### Document text
There is no pleasure which men of every age and sect have more generally agreed to mention with contempt, than the gratifications of the palate; an entertainment so far removed from intellectual happiness, that scarcely the most shameless of the sensual herd have dared to defend it: yet even to this, the lowest of our delights, to this, though neither quick nor lasting, is health with all its activity and sprightliness daily sacrificed; and for this are half the miseries endured which urge impatience to call on death.
The whole world is put in motion by the wish for riches and the dread of poverty. Who, then, would not imagine that such conduct as will inevitably destroy what all are thus labouring to acquire, must generally be avoided? That he who spends more than he receives, must in time become indigent, cannot be doubted; but, how evident soever this consequence may appear, the spendthrift moves in the whirl of pleasure with too much rapidity to keep it before his eyes, and, in the intoxication of gaiety, grows every day poorer without any such sense of approaching ruin as is sufficient to wake him into caution.

### Supplied records
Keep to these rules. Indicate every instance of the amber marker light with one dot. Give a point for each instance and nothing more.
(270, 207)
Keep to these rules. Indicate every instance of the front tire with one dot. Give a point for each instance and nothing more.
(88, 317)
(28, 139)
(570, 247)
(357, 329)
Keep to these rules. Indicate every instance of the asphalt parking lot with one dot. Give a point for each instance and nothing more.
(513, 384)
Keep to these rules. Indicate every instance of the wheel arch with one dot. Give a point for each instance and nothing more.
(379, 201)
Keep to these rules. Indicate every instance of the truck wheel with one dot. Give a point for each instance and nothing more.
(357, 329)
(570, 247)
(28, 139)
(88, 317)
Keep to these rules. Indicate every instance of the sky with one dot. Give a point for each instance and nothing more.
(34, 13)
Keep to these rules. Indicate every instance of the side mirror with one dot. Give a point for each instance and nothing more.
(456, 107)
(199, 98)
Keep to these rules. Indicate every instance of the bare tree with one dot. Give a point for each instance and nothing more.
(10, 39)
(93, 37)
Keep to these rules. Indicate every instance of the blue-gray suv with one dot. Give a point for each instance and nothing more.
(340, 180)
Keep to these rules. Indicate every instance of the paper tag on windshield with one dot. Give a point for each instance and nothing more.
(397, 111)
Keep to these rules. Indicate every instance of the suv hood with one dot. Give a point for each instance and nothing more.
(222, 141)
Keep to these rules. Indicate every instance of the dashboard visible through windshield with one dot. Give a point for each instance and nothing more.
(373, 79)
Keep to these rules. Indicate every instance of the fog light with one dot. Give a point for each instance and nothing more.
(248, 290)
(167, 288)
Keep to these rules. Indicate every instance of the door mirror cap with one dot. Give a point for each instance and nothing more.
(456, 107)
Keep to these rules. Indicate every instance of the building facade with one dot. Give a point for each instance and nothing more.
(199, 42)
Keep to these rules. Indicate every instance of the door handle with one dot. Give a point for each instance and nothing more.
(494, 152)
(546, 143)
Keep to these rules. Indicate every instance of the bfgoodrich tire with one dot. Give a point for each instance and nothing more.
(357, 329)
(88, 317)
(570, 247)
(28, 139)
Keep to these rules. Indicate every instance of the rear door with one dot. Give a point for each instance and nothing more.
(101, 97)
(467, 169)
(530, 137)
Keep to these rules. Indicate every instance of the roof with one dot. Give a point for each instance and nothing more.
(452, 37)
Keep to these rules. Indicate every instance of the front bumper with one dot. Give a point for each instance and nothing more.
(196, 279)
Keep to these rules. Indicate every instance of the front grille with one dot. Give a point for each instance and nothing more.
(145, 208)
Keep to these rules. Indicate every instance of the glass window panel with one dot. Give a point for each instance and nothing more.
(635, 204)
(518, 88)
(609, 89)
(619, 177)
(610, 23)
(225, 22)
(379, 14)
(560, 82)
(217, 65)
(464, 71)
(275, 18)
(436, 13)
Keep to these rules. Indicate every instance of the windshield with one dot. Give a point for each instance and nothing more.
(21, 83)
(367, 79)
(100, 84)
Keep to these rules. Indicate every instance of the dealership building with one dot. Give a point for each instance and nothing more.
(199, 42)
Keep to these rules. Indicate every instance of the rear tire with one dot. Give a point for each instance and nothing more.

### Required task
Resume the passage about the pleasures of the palate and the spendthrift's heedless slide into poverty, picking up right after its final sentence.

### Written response
Many complaints are made of the misery of life; and indeed it must be confessed that we are subject to calamities by which the good and bad, the diligent and slothful, the vigilant and heedless, are equally afflicted. But surely, though some indulgence may be allowed to groans extorted by inevitable misery, no man has a right to repine at evils which, against warning, against experience, he deliberately and leisurely brings upon his own head; or to consider himself as debarred from happiness by such obstacles as resolution may break or dexterity may put aside.
Great numbers who quarrel with their condition, have wanted not the power but the will to obtain a better state. They have never contemplated the difference between good and evil sufficiently to quicken aversion, or invigorate desire; they have indulged a drowsy thoughtlessness or giddy levity; have committed the balance of choice to the management of caprice; and when they have long accustomed themselves to receive all that chance offered them, without examination, lament at last that they find themselves deceived.